**Supplied text:**
◆ ◆ ◆ ◆
Cubs Minor Leagues and Prospects

Earlier: Farm System Overview, 40 through 26, 25 through 11, 10 through 1

This certainly isn’t the best Top 40 we’ve seen, but it also isn’t the worst, and there are some encouraging trends. The 2017 and 2018 drafts feature prominently, the Cubs have a lot of pitchers moving rapidly up the system, and they have a quite a bit of good defensive talent up the middle. Add in the Cubs’ proven track record with developing bats, and all the ingredients are there for the Cubs to rebuild their farm system back to at least something approaching league average in a year or two. They aren’t there yet, but I think we can feel confident that the rebound is underway.
◆ ◆ ◆ ◆
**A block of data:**
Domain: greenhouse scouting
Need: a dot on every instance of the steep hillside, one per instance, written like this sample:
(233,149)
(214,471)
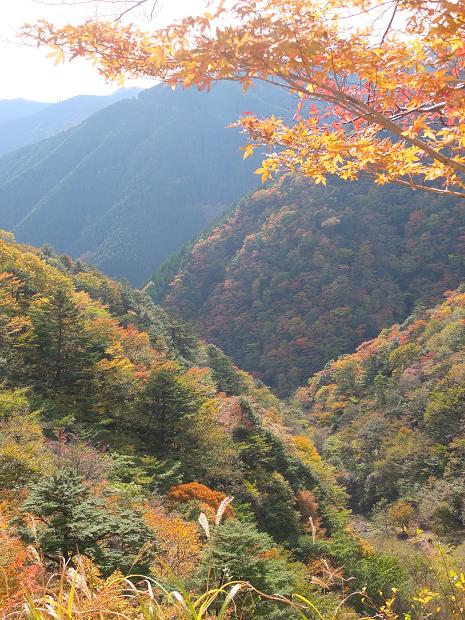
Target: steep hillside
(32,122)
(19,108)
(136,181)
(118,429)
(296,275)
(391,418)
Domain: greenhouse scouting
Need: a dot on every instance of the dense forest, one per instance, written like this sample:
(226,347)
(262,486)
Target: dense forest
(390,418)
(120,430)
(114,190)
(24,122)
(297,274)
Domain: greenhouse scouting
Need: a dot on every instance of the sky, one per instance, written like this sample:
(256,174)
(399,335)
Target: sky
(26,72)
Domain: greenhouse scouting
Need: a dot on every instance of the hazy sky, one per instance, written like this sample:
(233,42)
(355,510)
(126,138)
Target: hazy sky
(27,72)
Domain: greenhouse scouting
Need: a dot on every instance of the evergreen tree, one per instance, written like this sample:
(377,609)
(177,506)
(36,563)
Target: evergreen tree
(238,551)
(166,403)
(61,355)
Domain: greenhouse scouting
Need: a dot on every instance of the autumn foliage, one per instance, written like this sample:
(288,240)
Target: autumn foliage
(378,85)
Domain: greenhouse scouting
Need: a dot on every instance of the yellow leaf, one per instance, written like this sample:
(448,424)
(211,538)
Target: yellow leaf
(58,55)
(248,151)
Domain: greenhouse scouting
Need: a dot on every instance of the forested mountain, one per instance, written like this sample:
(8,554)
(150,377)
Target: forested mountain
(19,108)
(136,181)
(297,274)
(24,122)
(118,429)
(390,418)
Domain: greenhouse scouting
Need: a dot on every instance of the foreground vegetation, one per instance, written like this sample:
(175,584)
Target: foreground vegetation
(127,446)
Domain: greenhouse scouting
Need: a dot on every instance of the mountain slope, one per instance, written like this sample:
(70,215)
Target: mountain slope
◆ ◆ ◆ ◆
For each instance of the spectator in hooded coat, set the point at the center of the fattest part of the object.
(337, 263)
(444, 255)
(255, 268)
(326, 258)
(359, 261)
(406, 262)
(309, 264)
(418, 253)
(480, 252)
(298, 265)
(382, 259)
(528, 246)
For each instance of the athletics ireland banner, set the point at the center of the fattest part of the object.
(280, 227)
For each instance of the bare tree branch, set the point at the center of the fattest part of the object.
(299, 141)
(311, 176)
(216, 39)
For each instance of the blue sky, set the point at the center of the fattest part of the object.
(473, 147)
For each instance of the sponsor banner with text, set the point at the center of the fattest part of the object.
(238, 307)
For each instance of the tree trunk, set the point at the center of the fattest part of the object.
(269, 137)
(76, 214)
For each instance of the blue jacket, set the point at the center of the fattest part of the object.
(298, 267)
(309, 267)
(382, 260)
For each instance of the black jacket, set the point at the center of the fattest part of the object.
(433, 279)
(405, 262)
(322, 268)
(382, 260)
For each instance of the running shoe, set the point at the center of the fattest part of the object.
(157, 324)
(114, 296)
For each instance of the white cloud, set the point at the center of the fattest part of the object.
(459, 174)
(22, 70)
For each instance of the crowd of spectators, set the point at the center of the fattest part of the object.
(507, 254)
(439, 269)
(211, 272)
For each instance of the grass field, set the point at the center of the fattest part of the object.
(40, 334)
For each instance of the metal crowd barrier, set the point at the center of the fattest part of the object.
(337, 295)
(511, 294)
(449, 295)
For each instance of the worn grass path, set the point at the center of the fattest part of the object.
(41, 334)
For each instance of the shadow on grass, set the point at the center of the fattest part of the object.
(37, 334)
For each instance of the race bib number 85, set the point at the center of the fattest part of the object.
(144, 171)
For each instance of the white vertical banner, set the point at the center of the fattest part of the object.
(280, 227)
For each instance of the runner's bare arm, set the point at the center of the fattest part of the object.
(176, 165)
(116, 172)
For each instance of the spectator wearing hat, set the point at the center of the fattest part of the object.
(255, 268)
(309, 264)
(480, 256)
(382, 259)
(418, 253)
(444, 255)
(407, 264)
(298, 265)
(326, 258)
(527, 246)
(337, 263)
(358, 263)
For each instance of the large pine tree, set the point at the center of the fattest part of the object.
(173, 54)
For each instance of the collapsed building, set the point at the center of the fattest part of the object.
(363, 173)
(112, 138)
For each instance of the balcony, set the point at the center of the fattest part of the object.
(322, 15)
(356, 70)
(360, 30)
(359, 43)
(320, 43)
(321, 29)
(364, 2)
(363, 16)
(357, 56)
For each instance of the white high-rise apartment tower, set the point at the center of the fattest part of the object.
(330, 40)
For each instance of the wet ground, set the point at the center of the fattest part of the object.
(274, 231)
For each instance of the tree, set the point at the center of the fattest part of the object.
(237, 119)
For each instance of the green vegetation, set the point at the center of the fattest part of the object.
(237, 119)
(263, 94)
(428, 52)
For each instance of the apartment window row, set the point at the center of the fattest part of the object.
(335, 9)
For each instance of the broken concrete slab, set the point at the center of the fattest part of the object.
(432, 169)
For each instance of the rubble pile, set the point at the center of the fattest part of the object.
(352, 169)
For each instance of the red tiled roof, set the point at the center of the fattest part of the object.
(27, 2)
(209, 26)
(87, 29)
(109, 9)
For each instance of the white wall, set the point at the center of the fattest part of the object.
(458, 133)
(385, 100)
◆ ◆ ◆ ◆
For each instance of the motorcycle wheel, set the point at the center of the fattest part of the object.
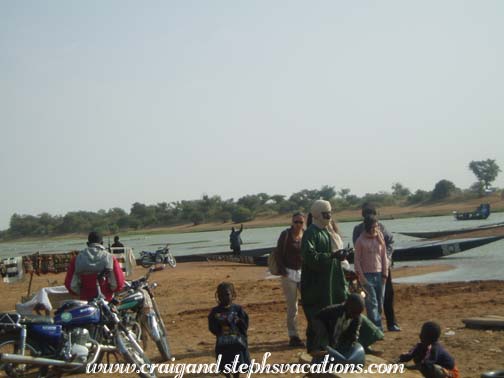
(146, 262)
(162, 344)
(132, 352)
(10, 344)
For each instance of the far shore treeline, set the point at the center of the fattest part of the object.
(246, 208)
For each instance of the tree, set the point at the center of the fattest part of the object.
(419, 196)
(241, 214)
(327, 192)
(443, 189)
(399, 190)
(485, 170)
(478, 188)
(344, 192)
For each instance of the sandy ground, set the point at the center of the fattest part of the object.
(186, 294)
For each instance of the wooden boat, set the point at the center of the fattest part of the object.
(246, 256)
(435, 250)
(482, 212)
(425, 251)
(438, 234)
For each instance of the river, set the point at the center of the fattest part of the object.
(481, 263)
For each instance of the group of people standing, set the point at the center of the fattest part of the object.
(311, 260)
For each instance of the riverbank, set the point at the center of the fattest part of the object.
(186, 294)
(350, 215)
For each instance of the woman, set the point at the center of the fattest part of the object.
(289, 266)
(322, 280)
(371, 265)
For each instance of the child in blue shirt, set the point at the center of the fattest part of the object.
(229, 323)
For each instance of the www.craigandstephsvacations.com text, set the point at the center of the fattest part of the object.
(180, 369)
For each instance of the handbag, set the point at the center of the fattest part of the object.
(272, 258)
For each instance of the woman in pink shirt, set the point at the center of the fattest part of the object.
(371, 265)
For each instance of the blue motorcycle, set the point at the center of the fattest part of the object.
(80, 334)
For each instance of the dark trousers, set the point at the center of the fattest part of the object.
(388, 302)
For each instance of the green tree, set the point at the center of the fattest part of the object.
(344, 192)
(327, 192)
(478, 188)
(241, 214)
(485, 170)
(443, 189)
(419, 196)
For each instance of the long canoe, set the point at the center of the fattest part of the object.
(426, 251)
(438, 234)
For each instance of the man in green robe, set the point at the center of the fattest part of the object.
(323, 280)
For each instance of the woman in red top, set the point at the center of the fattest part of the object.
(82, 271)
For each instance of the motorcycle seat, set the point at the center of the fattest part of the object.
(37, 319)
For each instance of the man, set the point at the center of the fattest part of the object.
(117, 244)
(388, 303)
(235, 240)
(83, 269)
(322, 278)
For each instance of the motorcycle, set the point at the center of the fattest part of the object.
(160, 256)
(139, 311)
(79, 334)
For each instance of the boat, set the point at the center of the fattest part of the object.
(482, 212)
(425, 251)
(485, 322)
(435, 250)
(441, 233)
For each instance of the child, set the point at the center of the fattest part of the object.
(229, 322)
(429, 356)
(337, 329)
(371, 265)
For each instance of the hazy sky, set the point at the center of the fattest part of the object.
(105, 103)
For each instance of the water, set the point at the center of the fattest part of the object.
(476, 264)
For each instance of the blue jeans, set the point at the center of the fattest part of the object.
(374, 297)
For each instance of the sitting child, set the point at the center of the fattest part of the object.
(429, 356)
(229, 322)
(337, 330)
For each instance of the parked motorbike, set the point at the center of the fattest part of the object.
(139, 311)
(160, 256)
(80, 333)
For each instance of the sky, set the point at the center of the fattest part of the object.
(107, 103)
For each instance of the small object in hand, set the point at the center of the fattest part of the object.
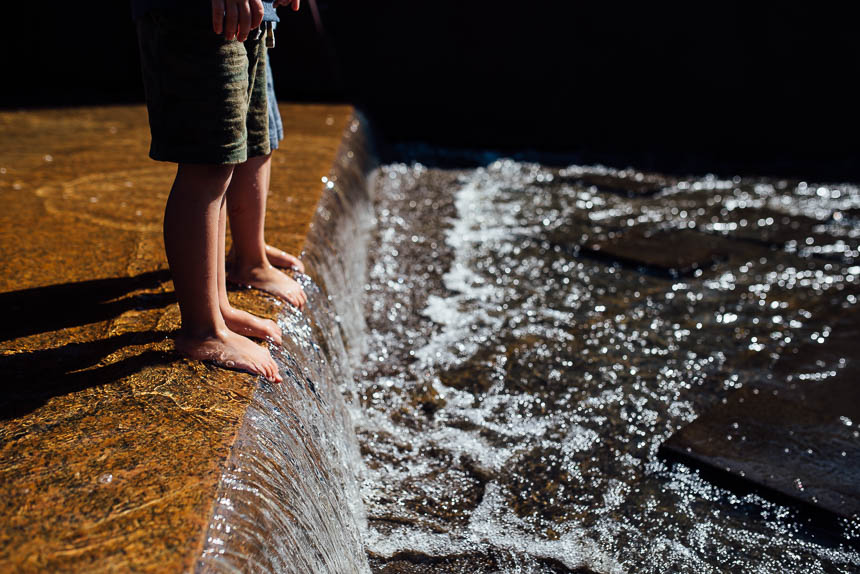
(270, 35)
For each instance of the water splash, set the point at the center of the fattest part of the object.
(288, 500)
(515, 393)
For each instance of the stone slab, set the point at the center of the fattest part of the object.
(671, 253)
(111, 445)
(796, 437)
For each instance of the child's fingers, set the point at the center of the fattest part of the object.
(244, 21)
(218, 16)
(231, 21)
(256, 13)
◆ ◆ ◆ ◆
**Problem set:**
(1) In the Cubs prospects text, which two drafts feature prominently in the Top 40?
(2) Write out the Cubs prospects text word for word, from "This certainly isn’t" to "rebound is underway.".
(3) Carry the Cubs prospects text forward from its last sentence.

**Solved tasks:**
(1) The 2017 and 2018 drafts.

(2)
This certainly isn’t the best Top 40 we’ve seen, but it also isn’t the worst, and there are some encouraging trends. The 2017 and 2018 drafts feature prominently, the Cubs have a lot of pitchers moving rapidly up the system, and they have a quite a bit of good defensive talent up the middle. Add in the Cubs’ proven track record with developing bats, and all the ingredients are there for the Cubs to rebuild their farm system back to at least something approaching league average in a year or two. They aren’t there yet, but I think we can feel confident that the rebound is underway.

(3)
But there is one more player we need to talk about before we can call this list complete. I’m not ranking him, but we should definitely be aware of him. We’ll get into that after running down the full list, here in one place:

1. Miguel Amaya
2. Keegan Thompson
3. Nico Hoerner
4. Alex Lange
5. Erich Uelmen
6. Adbert Alzolay
7. Jonathan Sierra
8. Cole Roederer
9. Erick Leal
10. Aramis Ademan
11. Nelson Velazquez
12. Matt Swarmer
13. Brailyn Marquez
14. Zack Short
15. Brennen Davis
16. Duncan Robinson
17. Charcer Burks
18. Jhonny Pereda
19. Brendon Little
20. Reivaj Garcia
21. Trevor Clifton
22. Ian Rice
23. Cory Abbott
24. Dakota Mekkes
25. Jose Albertos
26. Justin Steele
27. Bryan Hudson
28. D.J. Wilson
29. Jared Young
30. Jason Vosler
31. Andruw Monasterio
32. Trent Giambrone
33. Luke Reynolds
34. Wyatt Short
35. Michael Rucker
36. Javier Assad
37. Craig Brooks
38. Roberto Caro
39. Fernando Kelli
40. Grant Fennell

Now, as for the “and one more thing” prospect? Richard Gallardo. Get used to that name. You’ll be hearing it a lot for the next few years.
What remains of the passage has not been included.